Right-Livelihood, What is It?

Over the last couple weeks I have been experiencing a tremendous deepening of my connection with my spiritual self's wisdom. I have long believed that surrender to the highest inner wisdom of the "God within" was the only way to fulfill one's potential in life, but only recently have I begun to live that truth, embracing Spirit as the master of my life. I find lately that I am often dwelling in a state of constant surrender, asking, "what do you want of me?" instead of "what do I want right now?"

However, I still have to apply my intellect to sort out and apply the instruction I am given. Spirit doesn't tend to say things like, "I want you to quit this job and apply for this one. And no more wine. Stick to apple juice." At least it doesn't say those sorts of things to me, anyway. Instead it gives images, impressions, feelings and flashes of insight. It is up to intellect to figure out how those things fit within the physical realm we act within. And that's where the confusion comes in when I wonder if I'm doing the right thing at the right time, and if not, what would constitute the right thing to most fully actualize Spirit's highest goals for my life.

For a couple years now my online technology consulting work has seemed blessed; it flowed so naturally and I became so good at it so quickly. When I decided to do the work primarily for non-profits (NPOs) it seemed to my intellect that it would of course be a combination that was even more favored by Spirit. But then the transition has been like slogging through mud. It keeps almost happening, but not quite happening.

At the same time, just yesterday I heard from someone I did a spiritual healing session with years ago, who tells me he has adapted a part of the work I once did with him, creating a daily practice he calls "The Way of the Heart." He says that doing the 5 min. practice several times each day has brought him his life partner, and that it has done the same for several other people he taught it to. It was the centering intro for my work, not the focus, so no soulmates with me. Still, it makes me think about doing sessions again.

What to do:
Please pick up the essay on right livelihood after its final sentence and carry it forward in the same voice. You can ignore the lines that come next.

(Region descriptions in natural language)
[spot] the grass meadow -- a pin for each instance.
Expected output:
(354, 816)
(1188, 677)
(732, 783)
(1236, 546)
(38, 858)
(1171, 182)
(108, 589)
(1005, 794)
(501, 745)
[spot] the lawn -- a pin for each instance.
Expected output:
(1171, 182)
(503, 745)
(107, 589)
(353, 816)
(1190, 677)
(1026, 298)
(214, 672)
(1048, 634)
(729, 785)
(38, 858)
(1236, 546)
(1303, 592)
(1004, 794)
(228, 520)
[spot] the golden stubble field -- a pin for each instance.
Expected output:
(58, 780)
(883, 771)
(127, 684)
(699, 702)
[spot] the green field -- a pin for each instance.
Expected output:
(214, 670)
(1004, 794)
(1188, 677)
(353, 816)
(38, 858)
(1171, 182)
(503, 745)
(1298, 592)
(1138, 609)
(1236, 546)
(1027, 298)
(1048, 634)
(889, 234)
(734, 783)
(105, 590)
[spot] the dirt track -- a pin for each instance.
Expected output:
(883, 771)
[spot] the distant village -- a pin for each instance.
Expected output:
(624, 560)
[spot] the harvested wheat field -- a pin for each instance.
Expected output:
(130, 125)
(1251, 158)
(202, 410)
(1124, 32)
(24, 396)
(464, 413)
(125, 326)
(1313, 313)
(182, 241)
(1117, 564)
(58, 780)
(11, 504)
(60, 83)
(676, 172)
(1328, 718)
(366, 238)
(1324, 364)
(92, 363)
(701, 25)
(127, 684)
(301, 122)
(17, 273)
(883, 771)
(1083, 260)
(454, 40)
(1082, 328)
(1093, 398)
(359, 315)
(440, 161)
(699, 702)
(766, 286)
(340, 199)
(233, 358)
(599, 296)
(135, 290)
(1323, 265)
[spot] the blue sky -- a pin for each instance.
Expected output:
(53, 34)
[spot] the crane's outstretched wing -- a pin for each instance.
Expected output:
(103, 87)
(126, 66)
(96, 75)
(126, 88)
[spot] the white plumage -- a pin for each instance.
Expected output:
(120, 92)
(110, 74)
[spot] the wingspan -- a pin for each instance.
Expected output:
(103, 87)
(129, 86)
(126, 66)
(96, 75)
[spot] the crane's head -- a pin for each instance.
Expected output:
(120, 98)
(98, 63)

Response:
He wrote me to ask if I would review the book he is writing about it, and when I gave him some clarifying feedback, he asked how I had come up with the original method. Within my search for the answer to his question within distant memory, I delved more deeply into the heart of the work I once did than I have in several years. Doing so renewed my love for the work, and my recollection of just how profound a difference I was making in people's lives.

The reason I had stopped doing it was the "business" aspect of the work. What got hard for me was that I'm not much of an entrepreneur in general, but particularly when I am having to promote myself as having such nebulous abilities. My technology work is more concrete, and so doesn't feel as much like a promotion of "me," so trying to sell my value in that regard doesn't feel as vulnerable as trying to sell my value with healing work.

When technology clients say, "We've worked with many consultants, and Indigo is the best we have found; she did wonders for our business," and these people are leaders in their industries, well that feels like very strong affirmation and I'm confident other companies will want me to do the same for them, and expect I can. Spiritual healing work is very different from that. After a few years, I just didn't have it in me to keep up the effort of maintaining a separate healing room (at considerable extra expense above my personal living space needs), keeping promotional materials in circulation so that clients could find me, and then "closing the deal" and scheduling the sessions. It all felt like a burden, rather than a gift.

Writing to Forest and explaining the content of the full ClearLight Nature/Bliss Therapy sessions brought back the reason I had created the method in the first place, as well as my confidence in just how effective it is. It truly does restore people to an experience of their spiritual center as their "I" identity. And it leaves them with guidance they can use to help maintain that, even as familiar habits and life structures pull them back towards their old norm.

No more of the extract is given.